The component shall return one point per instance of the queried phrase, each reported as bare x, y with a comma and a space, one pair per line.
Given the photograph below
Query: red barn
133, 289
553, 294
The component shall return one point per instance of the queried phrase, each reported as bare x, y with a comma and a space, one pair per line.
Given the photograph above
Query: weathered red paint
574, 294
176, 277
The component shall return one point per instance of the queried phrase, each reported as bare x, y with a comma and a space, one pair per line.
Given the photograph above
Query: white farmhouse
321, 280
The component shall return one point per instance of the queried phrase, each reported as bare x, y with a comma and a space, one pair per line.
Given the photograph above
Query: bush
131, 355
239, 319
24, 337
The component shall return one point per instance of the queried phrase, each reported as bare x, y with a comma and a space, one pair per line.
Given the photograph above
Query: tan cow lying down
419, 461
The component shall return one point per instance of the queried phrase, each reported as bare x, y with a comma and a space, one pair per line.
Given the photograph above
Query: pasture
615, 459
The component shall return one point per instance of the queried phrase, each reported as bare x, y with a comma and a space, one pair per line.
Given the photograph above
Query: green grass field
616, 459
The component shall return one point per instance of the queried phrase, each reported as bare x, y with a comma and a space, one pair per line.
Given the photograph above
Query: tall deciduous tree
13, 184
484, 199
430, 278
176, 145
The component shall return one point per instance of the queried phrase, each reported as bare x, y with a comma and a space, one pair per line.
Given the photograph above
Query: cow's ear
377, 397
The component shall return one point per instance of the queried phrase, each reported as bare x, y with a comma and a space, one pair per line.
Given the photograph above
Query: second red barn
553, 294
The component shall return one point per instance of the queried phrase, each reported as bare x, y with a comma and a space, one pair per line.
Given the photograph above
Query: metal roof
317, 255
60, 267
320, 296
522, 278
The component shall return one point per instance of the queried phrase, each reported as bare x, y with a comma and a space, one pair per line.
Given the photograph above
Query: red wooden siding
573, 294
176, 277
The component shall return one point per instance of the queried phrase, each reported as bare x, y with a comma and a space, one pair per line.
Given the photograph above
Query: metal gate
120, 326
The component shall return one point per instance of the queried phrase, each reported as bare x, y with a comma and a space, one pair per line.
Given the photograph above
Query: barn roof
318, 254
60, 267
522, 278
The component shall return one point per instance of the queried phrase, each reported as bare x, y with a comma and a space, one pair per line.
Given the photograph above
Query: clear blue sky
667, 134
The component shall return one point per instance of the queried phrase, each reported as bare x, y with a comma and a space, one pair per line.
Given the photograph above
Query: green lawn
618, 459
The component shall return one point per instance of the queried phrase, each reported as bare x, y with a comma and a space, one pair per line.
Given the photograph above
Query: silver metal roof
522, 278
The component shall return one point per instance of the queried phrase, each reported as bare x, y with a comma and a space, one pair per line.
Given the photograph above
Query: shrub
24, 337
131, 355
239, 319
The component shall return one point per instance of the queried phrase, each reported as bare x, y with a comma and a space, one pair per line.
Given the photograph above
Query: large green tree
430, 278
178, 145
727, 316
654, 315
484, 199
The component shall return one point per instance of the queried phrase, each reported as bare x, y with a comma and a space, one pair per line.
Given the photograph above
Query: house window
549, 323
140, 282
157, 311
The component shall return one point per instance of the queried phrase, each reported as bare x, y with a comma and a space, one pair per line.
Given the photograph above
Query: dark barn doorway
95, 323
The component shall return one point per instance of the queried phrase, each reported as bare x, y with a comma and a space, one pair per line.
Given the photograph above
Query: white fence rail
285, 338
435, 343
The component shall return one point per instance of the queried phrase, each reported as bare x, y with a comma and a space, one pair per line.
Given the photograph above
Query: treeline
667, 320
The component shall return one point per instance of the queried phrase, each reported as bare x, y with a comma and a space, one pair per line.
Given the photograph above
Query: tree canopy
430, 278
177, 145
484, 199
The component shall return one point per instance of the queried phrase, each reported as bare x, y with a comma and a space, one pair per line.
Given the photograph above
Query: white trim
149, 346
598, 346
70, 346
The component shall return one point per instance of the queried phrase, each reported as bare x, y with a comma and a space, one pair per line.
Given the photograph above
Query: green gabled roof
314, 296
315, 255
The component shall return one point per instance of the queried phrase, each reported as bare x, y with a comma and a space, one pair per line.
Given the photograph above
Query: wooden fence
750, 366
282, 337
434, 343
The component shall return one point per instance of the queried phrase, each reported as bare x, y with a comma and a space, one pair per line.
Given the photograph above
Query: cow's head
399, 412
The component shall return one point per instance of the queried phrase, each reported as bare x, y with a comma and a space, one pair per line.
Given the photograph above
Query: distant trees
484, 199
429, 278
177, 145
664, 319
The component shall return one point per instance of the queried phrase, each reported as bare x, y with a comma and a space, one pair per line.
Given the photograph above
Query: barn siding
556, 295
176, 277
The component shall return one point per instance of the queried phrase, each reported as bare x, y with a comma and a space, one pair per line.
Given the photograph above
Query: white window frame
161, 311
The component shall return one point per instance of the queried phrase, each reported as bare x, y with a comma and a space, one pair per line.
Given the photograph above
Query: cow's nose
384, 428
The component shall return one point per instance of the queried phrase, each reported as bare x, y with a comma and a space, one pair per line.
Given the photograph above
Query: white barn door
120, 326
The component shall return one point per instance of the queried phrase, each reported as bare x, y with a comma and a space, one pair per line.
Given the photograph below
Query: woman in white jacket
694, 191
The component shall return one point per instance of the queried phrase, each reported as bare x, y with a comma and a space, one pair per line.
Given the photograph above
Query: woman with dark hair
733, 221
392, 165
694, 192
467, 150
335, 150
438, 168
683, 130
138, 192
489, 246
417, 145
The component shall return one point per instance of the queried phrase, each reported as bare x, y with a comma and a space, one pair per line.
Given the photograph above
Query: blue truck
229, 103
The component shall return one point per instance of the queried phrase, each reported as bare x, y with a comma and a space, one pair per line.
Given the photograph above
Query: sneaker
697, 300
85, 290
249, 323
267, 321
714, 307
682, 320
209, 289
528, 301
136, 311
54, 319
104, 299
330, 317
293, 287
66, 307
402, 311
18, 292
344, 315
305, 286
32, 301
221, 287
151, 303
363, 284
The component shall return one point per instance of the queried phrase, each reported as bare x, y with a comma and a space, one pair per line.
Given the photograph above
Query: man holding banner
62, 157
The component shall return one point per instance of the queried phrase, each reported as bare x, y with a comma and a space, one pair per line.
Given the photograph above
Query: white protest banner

====

• _DO THIS_
Transcribe the records above exactly as they appear.

• _EXERCISE RESULT_
The component shall return one point per instance of the queried phrase, each reported as bare x, y with a comma and a space, one pair per line.
Given the photograph below
Query: red barn
133, 289
553, 294
The component shall return one point per instance of the queried phrase, each reported as bare x, y with a comma and a space, one pair per line.
Given the photograph above
Query: weathered red paint
574, 294
176, 277
The component shall return one point per instance of the queried phrase, each reported as bare x, y with a comma and a space, one pair per line.
Given the photograph above
Query: white farmhouse
321, 280
The component shall return one point per instance of the queried phrase, each reported as bare x, y with a comma and a space, one pair per line.
Given the photograph above
Query: bush
131, 355
239, 319
24, 337
The component shall return one point per instance of the queried phrase, each reported as bare x, y with a comma and a space, one pair per line.
Given the photograph above
Query: tan cow lying down
419, 461
The component shall return one point per instance of the queried phrase, each reported as bare x, y with a comma and a space, one pair per line.
Given the photograph above
Query: pasture
615, 459
The component shall return one point per instance of the queried phrase, each reported as bare x, y with a comma and a space, one pair per line.
Given the photograph above
Query: green grass field
616, 459
The component shall return one point per instance of the queried phrase, each reported as bare x, y with a comma and a space, one pair per line.
Given the photograph above
Query: tall deciduous tree
13, 184
484, 199
430, 278
176, 145
The component shall return one point per instance of the queried phrase, each reported as bare x, y with a comma and a space, one pair per line.
Given the photograph above
Query: cow's ear
377, 397
The component shall return one point per instance of the queried phrase, each reported as bare x, y with a comma and a space, one pair per line.
Given the photograph above
Query: second red barn
553, 294
The component shall return one point per instance of the queried phrase, each reported as bare x, y with a comma and a space, one pair per line.
Given the photograph above
Query: metal roof
317, 255
60, 267
320, 296
522, 278
The component shall return one point per instance of the queried phrase, each reported as bare x, y with a comma and a space, one pair per line.
Given the photograph above
Query: red wooden siding
573, 294
176, 277
The component shall return one point per instance of the queried phrase, each reported as bare x, y with a comma and a space, one pair per line.
Given the photograph above
Query: metal gate
120, 326
The component shall return one point per instance of the queried phrase, each reported as bare x, y with a comma and a space, one pair per line.
Given the photograph above
Query: barn roof
318, 254
60, 267
522, 278
The component shall return one point per instance of the queried phrase, each reported as bare x, y with a comma and a space, one pair per line.
Given the photograph above
Query: clear blue sky
667, 134
The component shall return one point per instance of the queried phrase, each reported as bare x, y with a comma and a space, one pair per line.
Given the photograph above
Query: green lawn
618, 459
The component shall return one point per instance of the queried phrase, each reported as bare x, y with a comma and a space, one pair per line.
Given the photograph above
Query: silver metal roof
522, 278
The component shall return one point per instance of the queried phrase, each reported as bare x, y with a comma and a space, one pair per line.
Given the photograph above
Query: shrub
24, 337
131, 355
239, 319
The component shall return one point per instance of the queried phrase, each reported as bare x, y with a comma and a space, one pair per line.
Given the photograph above
Query: large green tree
430, 278
178, 145
727, 316
654, 315
484, 199
The component shall return one point per instance of the queried phrase, each reported as bare x, y with a comma and a space, one pair per line.
Given the photograph above
Query: house window
549, 323
140, 282
157, 311
The component shall return one point per instance of the queried phrase, each reported as bare x, y with a comma and a space, one pair per line.
Given the photograph above
Query: dark barn doorway
95, 323
The component shall return one point per instance of the queried phrase, each reported as bare x, y with a comma and a space, one pair per line.
Given the photograph above
Query: white fence rail
285, 338
435, 343
The component shall return one point per instance of the queried phrase, each reported as bare x, y with a comma and a space, one pair per line.
Given the photograph above
Query: treeline
667, 320
The component shall return one point per instance of the queried phrase, each reported as bare x, y with a comma and a space, one pair per line.
Given the photograph above
Query: tree canopy
430, 278
177, 145
484, 199
The component shall return one point per instance of the queried phrase, each reported as bare x, y with a comma and a space, one pair per line.
Given the photograph above
Query: white trim
149, 346
598, 346
70, 346
The component shall return one point per instance of the queried phrase, each reported as bare x, y with a comma and a space, one pair per line.
Given the photograph above
Query: green gabled roof
314, 296
315, 255
The component shall return one point per instance of the queried phrase, each reported as bare x, y with a comma and a space, one pair per line.
Given the photograph above
Query: wooden fence
750, 366
282, 337
434, 343
The component shall return one point per instance of the queried phrase, each reported as bare x, y with a comma and a space, one pair per line.
Given the photograph above
Query: cow's head
399, 412
The component shall return one point per instance of the queried phrase, each reported as bare x, y with a comma and a space, one pair per line.
Given the photograph above
Query: distant trees
484, 199
429, 278
177, 145
664, 319
The component shall return one point per instance of the queried phrase, each reported as bare x, y with a comma and a space, one pair per line.
Given the photograph above
Query: barn siding
556, 295
176, 277
The component shall return one point per instance of the queried phrase, each reported as bare x, y with a comma and a space, one pair per line.
Given the photograph above
Query: white window frame
161, 311
The component shall return one point per instance of the queried phrase, each reported as bare x, y with a comma and a space, one pair per line.
Given the photograph above
Query: cow's nose
384, 428
The component shall return one point per instance of the queried phrase, each reported as bare x, y with a comma and a space, one pair per line.
Given the photograph above
Query: white barn door
120, 326
The component shall return one point per instance of the queried phrase, each reported as bare x, y with a comma and a space, one pair per line.
Given the photograph below
Query: woman in white jacket
694, 191
The component shall return one point per instance of the queried phrase, each reported as bare x, y with a comma and a space, one pair per line.
Given the photograph above
Query: woman with dark hair
733, 221
392, 165
694, 192
467, 150
335, 150
438, 168
683, 130
138, 192
489, 246
417, 145
The component shall return one point per instance of the queried phrase, each reported as bare x, y with a comma and a space, one pair per line.
Given the photograph above
Query: blue truck
229, 103
The component shall return one point per instance of the queried phrase, each reported as bare x, y with a comma and a space, one pair per line.
Given the photograph above
Query: sneaker
697, 300
85, 290
249, 323
267, 321
714, 307
682, 320
209, 289
528, 301
136, 311
54, 319
104, 299
330, 317
293, 287
66, 307
402, 311
18, 292
344, 315
305, 286
32, 301
221, 287
151, 303
363, 284
The component shall return one point per instance of the queried phrase, each reported as bare x, y with a comma and a space, one pair per line.
Given the photograph above
Query: man holding banner
62, 157
The component shall return one point per instance of the queried phrase, each reported as bare x, y with a comma and a space, one pair per line.
Given the photograph above
Query: white protest banner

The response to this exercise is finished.